_EXERCISE OBJECTIVE:_
Write out all of the entries below word for word.

_Dataset entries:_
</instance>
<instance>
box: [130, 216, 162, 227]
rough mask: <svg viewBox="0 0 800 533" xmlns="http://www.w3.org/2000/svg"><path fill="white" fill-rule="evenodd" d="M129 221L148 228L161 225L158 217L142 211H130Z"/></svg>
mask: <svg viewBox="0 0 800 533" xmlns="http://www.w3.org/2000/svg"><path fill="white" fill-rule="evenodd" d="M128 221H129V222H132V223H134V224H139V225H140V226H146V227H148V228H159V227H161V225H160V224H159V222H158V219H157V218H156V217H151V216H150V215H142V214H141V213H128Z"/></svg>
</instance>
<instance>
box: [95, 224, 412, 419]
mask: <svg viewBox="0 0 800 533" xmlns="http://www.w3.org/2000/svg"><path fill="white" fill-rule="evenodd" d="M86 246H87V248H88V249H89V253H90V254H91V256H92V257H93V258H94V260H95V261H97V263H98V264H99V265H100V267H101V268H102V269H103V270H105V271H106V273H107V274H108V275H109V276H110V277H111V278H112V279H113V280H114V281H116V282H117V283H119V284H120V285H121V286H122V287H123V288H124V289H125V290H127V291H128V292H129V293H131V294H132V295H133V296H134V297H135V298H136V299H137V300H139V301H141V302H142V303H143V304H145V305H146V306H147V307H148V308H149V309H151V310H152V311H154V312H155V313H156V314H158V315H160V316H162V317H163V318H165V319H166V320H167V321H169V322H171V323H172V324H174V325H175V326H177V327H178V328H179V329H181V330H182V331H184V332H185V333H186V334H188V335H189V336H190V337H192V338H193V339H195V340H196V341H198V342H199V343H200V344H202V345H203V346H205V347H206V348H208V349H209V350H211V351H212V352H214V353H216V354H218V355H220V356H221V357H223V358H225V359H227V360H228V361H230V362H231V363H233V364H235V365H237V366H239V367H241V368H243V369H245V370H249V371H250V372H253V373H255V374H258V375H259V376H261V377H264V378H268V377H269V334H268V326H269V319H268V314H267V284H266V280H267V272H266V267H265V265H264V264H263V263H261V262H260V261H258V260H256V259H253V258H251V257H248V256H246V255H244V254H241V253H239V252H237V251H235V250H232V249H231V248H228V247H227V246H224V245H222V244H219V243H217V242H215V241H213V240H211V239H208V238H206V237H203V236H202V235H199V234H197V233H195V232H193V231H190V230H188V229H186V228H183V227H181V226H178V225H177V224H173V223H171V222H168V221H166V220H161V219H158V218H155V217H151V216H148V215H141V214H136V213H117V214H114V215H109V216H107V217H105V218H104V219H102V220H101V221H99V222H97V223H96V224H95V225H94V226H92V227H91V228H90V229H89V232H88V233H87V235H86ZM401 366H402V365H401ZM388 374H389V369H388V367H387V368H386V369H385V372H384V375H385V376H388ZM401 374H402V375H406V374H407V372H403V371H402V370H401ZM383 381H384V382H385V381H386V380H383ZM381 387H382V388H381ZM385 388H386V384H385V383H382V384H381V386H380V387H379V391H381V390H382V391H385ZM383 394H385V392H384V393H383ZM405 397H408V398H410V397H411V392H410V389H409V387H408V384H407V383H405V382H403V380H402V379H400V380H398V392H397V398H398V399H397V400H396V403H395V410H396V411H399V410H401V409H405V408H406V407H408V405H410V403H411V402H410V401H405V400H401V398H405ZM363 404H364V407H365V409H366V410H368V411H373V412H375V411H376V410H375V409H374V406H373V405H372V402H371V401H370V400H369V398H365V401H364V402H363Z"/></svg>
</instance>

_THE ANSWER:_
</instance>
<instance>
box: [130, 216, 162, 227]
rough mask: <svg viewBox="0 0 800 533" xmlns="http://www.w3.org/2000/svg"><path fill="white" fill-rule="evenodd" d="M129 221L148 228L161 225L158 217L142 211H130Z"/></svg>
mask: <svg viewBox="0 0 800 533" xmlns="http://www.w3.org/2000/svg"><path fill="white" fill-rule="evenodd" d="M128 221H129V222H132V223H134V224H139V225H140V226H146V227H148V228H159V227H161V225H160V224H159V222H158V219H157V218H156V217H151V216H150V215H142V214H141V213H128Z"/></svg>
</instance>
<instance>
box: [95, 224, 412, 419]
mask: <svg viewBox="0 0 800 533" xmlns="http://www.w3.org/2000/svg"><path fill="white" fill-rule="evenodd" d="M86 246H87V248H88V249H89V253H90V254H91V256H92V257H93V258H94V260H95V261H97V263H98V264H99V265H100V267H101V268H102V269H103V270H105V271H106V273H107V274H108V275H109V276H110V277H111V278H112V279H113V280H114V281H116V282H117V283H119V284H120V285H121V286H122V287H123V288H124V289H125V290H127V291H128V292H129V293H131V294H132V295H133V296H134V297H135V298H136V299H137V300H139V301H141V302H142V303H143V304H145V305H146V306H147V307H148V308H149V309H151V310H152V311H154V312H155V313H156V314H158V315H160V316H162V317H163V318H165V319H166V320H167V321H169V322H171V323H172V324H174V325H175V326H177V327H178V328H179V329H181V330H182V331H184V332H185V333H186V334H188V335H189V336H190V337H192V338H193V339H195V340H196V341H198V342H199V343H200V344H202V345H203V346H205V347H206V348H208V349H209V350H211V351H212V352H214V353H216V354H218V355H220V356H221V357H223V358H225V359H227V360H228V361H230V362H231V363H233V364H235V365H237V366H239V367H241V368H243V369H245V370H249V371H250V372H253V373H255V374H258V375H259V376H261V377H264V378H268V377H269V334H268V326H269V319H268V314H267V284H266V280H267V272H266V267H265V265H264V264H263V263H261V262H260V261H258V260H256V259H253V258H251V257H248V256H246V255H244V254H241V253H239V252H237V251H235V250H232V249H231V248H228V247H227V246H224V245H222V244H219V243H217V242H215V241H213V240H211V239H208V238H206V237H203V236H202V235H199V234H197V233H195V232H193V231H190V230H188V229H186V228H183V227H181V226H178V225H177V224H173V223H171V222H168V221H166V220H161V219H158V218H155V217H151V216H148V215H141V214H136V213H117V214H114V215H109V216H107V217H105V218H104V219H102V220H101V221H99V222H97V223H96V224H95V225H94V226H92V227H91V228H90V229H89V232H88V233H87V235H86ZM401 366H402V365H401ZM388 374H389V369H388V367H387V368H386V369H385V372H384V375H385V376H388ZM401 374H402V375H406V374H407V372H403V371H402V370H401ZM383 381H384V382H385V381H386V380H383ZM381 387H382V388H381ZM385 388H386V384H385V383H382V384H381V386H380V387H379V391H381V390H382V391H385ZM383 394H385V392H384V393H383ZM405 397H408V398H410V397H411V392H410V389H409V387H408V384H407V383H405V382H403V380H402V379H400V380H398V392H397V398H398V399H397V400H396V403H395V410H396V411H399V410H401V409H405V408H406V407H408V405H410V403H411V402H410V401H405V400H401V398H405ZM363 404H364V407H365V409H366V410H368V411H373V412H375V411H376V410H375V409H374V406H373V405H372V402H371V401H370V400H369V398H365V401H364V402H363Z"/></svg>
</instance>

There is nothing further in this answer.